▸ TASK INSTRUCTIONS: Exact repetition is the task: copy every entry below.
────────────────────────────────────────
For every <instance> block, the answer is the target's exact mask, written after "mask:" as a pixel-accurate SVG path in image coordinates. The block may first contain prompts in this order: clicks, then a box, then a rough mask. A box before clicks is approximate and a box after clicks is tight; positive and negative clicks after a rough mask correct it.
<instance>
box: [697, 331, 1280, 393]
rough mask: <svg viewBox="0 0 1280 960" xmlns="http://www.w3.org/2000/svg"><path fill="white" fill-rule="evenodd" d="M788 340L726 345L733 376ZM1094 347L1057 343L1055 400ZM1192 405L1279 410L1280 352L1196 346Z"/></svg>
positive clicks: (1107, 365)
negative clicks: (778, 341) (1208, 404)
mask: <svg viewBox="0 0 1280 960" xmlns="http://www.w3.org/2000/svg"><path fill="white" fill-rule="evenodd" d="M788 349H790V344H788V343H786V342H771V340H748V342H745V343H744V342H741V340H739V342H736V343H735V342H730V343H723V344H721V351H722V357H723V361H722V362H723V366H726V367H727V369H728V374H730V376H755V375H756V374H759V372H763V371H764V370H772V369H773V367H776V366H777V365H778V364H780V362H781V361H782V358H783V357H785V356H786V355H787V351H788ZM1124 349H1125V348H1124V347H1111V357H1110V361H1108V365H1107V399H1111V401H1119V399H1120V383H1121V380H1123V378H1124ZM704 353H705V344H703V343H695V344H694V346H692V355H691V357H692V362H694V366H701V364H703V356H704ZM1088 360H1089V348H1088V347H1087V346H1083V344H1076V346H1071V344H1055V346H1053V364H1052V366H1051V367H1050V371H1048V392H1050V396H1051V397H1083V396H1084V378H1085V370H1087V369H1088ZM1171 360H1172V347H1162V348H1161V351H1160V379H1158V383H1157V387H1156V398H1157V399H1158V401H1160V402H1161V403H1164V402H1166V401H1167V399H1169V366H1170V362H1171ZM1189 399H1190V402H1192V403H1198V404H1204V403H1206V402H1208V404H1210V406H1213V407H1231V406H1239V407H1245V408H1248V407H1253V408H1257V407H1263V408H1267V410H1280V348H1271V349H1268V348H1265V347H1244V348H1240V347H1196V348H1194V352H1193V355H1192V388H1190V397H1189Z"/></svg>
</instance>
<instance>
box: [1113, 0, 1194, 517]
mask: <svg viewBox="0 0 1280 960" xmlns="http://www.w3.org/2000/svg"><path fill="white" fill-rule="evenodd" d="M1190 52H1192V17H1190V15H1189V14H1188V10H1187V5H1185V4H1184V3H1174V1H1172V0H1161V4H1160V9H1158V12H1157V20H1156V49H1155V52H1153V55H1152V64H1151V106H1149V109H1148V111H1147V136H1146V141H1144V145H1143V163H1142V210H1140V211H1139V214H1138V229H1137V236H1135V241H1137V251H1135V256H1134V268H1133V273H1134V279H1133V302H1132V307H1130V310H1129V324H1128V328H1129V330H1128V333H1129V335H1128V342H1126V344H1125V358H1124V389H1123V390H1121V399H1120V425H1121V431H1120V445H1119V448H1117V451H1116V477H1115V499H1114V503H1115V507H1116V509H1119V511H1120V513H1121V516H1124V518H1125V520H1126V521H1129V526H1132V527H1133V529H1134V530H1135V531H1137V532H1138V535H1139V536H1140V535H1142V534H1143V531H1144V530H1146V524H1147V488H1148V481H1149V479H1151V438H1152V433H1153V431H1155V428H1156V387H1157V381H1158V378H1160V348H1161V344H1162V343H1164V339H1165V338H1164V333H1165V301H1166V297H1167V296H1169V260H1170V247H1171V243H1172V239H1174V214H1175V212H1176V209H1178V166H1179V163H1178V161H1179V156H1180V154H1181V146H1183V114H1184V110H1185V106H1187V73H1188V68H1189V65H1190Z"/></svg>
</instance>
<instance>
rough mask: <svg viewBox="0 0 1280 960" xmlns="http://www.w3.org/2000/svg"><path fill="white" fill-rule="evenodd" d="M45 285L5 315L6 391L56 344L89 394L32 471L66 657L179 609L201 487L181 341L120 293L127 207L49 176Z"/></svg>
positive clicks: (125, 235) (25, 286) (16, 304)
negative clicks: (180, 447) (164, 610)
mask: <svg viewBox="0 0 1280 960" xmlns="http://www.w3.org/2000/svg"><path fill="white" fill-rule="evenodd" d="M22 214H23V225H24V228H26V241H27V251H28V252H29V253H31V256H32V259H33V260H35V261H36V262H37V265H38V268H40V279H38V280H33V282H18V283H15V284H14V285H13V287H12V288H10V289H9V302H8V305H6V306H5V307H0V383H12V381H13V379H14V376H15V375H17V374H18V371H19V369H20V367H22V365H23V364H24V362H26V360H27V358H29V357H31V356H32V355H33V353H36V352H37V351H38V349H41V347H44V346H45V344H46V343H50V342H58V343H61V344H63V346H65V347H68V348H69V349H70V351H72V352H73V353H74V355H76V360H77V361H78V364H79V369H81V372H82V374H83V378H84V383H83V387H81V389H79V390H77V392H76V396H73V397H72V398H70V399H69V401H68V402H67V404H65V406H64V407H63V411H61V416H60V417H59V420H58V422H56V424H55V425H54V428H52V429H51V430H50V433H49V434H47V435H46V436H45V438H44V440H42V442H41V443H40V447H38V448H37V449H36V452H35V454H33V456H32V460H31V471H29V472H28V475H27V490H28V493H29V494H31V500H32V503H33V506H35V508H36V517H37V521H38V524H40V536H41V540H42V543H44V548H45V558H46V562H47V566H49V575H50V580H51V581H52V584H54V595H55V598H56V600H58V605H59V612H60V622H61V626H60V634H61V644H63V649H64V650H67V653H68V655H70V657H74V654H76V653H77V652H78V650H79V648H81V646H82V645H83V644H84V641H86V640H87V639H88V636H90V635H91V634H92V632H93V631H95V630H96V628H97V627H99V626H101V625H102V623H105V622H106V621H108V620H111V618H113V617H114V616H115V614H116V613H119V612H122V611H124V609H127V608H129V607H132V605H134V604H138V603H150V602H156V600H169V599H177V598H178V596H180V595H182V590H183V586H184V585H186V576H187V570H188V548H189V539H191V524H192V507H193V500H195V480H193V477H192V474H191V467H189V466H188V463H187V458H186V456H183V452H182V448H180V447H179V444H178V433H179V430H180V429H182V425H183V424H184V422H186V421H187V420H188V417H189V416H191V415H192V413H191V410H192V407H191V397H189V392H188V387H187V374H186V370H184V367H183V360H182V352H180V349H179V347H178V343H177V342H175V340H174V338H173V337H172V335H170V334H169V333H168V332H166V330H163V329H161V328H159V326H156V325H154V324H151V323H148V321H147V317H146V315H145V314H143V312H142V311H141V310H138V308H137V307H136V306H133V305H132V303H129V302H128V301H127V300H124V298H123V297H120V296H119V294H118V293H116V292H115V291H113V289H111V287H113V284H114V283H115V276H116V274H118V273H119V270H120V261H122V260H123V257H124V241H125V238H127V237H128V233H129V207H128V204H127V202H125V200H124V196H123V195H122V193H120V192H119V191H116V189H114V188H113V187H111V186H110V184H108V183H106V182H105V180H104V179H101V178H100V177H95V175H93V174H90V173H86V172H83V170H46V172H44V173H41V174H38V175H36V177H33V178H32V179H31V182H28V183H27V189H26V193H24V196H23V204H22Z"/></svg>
────────────────────────────────────────
▸ TASK ANSWER:
For every <instance> block, the answer is the target's exact mask, written after "mask:" as a pixel-accurate SVG path in image coordinates. The block may first contain prompts in this order: clicks, then a box, then a rough mask. A box before clicks is approximate and a box after clicks is tight; positive and negative clicks after a rough mask correct it.
<instance>
box: [697, 331, 1280, 393]
rough mask: <svg viewBox="0 0 1280 960" xmlns="http://www.w3.org/2000/svg"><path fill="white" fill-rule="evenodd" d="M788 340L726 345L733 376ZM1094 347L1057 343L1055 400ZM1192 405L1279 410L1280 352L1196 346Z"/></svg>
positive clicks: (1107, 365)
negative clicks: (778, 341) (1208, 404)
mask: <svg viewBox="0 0 1280 960" xmlns="http://www.w3.org/2000/svg"><path fill="white" fill-rule="evenodd" d="M788 349H790V344H788V343H786V342H771V340H748V342H745V343H744V342H741V340H739V342H736V343H735V342H730V343H723V344H721V351H722V357H723V361H722V362H723V366H726V367H727V369H728V374H730V376H755V375H756V374H759V372H763V371H764V370H772V369H773V367H776V366H777V365H778V364H780V362H781V361H782V358H783V357H785V356H786V355H787V351H788ZM1124 349H1125V348H1124V347H1111V357H1110V361H1108V365H1107V399H1111V401H1119V399H1120V383H1121V380H1123V378H1124ZM704 353H705V344H703V343H695V344H694V346H692V355H691V357H692V362H694V366H701V364H703V356H704ZM1088 360H1089V348H1088V347H1087V346H1083V344H1076V346H1071V344H1055V346H1053V364H1052V366H1051V367H1050V371H1048V392H1050V396H1051V397H1083V396H1084V378H1085V370H1087V369H1088ZM1171 360H1172V347H1162V348H1161V351H1160V379H1158V383H1157V387H1156V398H1157V399H1158V401H1160V402H1161V403H1164V402H1166V401H1167V399H1169V366H1170V362H1171ZM1189 399H1190V402H1192V403H1198V404H1204V403H1206V402H1208V404H1210V406H1213V407H1231V406H1239V407H1245V408H1248V407H1253V408H1257V407H1263V408H1267V410H1280V348H1271V349H1268V348H1265V347H1244V348H1240V347H1196V348H1194V352H1193V355H1192V388H1190V397H1189Z"/></svg>
</instance>
<instance>
box: [1113, 0, 1194, 517]
mask: <svg viewBox="0 0 1280 960" xmlns="http://www.w3.org/2000/svg"><path fill="white" fill-rule="evenodd" d="M1190 52H1192V17H1190V15H1189V14H1188V10H1187V5H1185V4H1184V3H1174V1H1172V0H1161V4H1160V9H1158V12H1157V20H1156V49H1155V52H1153V55H1152V64H1151V106H1149V109H1148V111H1147V136H1146V141H1144V145H1143V163H1142V210H1140V211H1139V214H1138V229H1137V236H1135V241H1137V251H1135V256H1134V268H1133V273H1134V279H1133V302H1132V307H1130V310H1129V324H1128V328H1129V330H1128V333H1129V335H1128V342H1126V344H1125V358H1124V389H1123V390H1121V399H1120V425H1121V431H1120V445H1119V448H1117V451H1116V477H1115V499H1114V503H1115V507H1116V509H1119V511H1120V513H1121V516H1124V518H1125V520H1126V521H1129V526H1132V527H1133V529H1134V530H1135V531H1137V532H1138V535H1139V536H1140V535H1142V534H1143V531H1144V530H1146V524H1147V488H1148V481H1149V479H1151V438H1152V433H1153V431H1155V428H1156V387H1157V381H1158V378H1160V348H1161V344H1162V343H1164V339H1165V338H1164V333H1165V301H1166V297H1167V296H1169V260H1170V247H1171V243H1172V239H1174V214H1175V212H1176V209H1178V166H1179V163H1178V161H1179V156H1180V154H1181V146H1183V114H1184V110H1185V106H1187V73H1188V68H1189V65H1190Z"/></svg>
</instance>
<instance>
rough mask: <svg viewBox="0 0 1280 960" xmlns="http://www.w3.org/2000/svg"><path fill="white" fill-rule="evenodd" d="M45 285L5 315L6 391L56 344L89 394L32 471L66 657L179 609L201 487L181 341L120 293L127 207L49 176Z"/></svg>
positive clicks: (125, 235) (25, 286) (16, 304)
negative clicks: (180, 447) (164, 610)
mask: <svg viewBox="0 0 1280 960" xmlns="http://www.w3.org/2000/svg"><path fill="white" fill-rule="evenodd" d="M22 214H23V225H24V228H26V241H27V251H28V252H29V253H31V256H32V259H33V260H35V261H36V262H37V265H38V268H40V279H38V280H33V282H18V283H15V284H14V285H13V287H12V288H10V289H9V302H8V305H6V306H5V307H0V383H12V381H13V379H14V376H15V375H17V374H18V371H19V369H20V367H22V365H23V364H24V362H26V360H27V358H29V357H31V356H32V355H33V353H36V352H37V351H38V349H41V347H44V346H45V344H46V343H50V342H58V343H61V344H63V346H65V347H68V348H69V349H70V351H72V352H73V353H74V355H76V360H77V361H78V364H79V369H81V372H82V374H83V378H84V383H83V387H81V389H79V390H77V392H76V396H73V397H72V398H70V399H69V401H68V402H67V404H65V406H64V407H63V411H61V416H60V417H59V420H58V422H56V424H55V425H54V428H52V429H51V430H50V433H49V434H47V435H46V436H45V438H44V440H42V442H41V443H40V447H38V448H37V449H36V452H35V454H33V456H32V460H31V471H29V472H28V475H27V490H28V493H29V494H31V500H32V503H33V506H35V508H36V517H37V521H38V524H40V536H41V540H42V543H44V548H45V558H46V562H47V566H49V575H50V580H51V581H52V584H54V595H55V598H56V600H58V605H59V612H60V622H61V626H60V634H61V644H63V649H64V650H67V653H68V655H70V657H74V654H76V653H77V652H78V650H79V648H81V646H82V645H83V644H84V641H86V640H87V639H88V636H90V635H91V634H92V632H93V631H95V630H96V628H97V627H99V626H101V625H102V623H105V622H106V621H108V620H111V618H113V617H114V616H115V614H116V613H119V612H122V611H124V609H127V608H129V607H132V605H134V604H138V603H150V602H156V600H169V599H177V598H178V596H180V595H182V590H183V586H184V585H186V576H187V570H188V548H189V539H191V524H192V507H193V500H195V480H193V477H192V474H191V467H189V466H188V463H187V458H186V456H183V452H182V448H180V447H179V444H178V433H179V430H180V429H182V425H183V424H184V422H186V421H187V420H188V417H189V416H191V415H192V413H191V410H192V407H191V397H189V392H188V387H187V374H186V370H184V367H183V360H182V352H180V349H179V347H178V343H177V342H175V340H174V338H173V337H172V335H170V334H169V333H168V332H166V330H163V329H161V328H159V326H156V325H154V324H151V323H148V321H147V317H146V315H145V314H143V312H142V311H141V310H138V308H137V307H136V306H133V305H132V303H129V302H128V301H127V300H124V298H123V297H120V296H119V294H118V293H116V292H115V291H113V289H111V287H113V284H114V283H115V276H116V274H118V273H119V270H120V261H122V260H123V257H124V241H125V238H127V237H128V233H129V207H128V204H127V202H125V200H124V196H123V195H122V193H120V192H119V191H116V189H114V188H113V187H111V186H110V184H108V183H106V182H105V180H104V179H101V178H100V177H95V175H93V174H90V173H86V172H83V170H46V172H44V173H41V174H38V175H36V177H33V178H32V179H31V182H28V183H27V189H26V193H24V196H23V204H22Z"/></svg>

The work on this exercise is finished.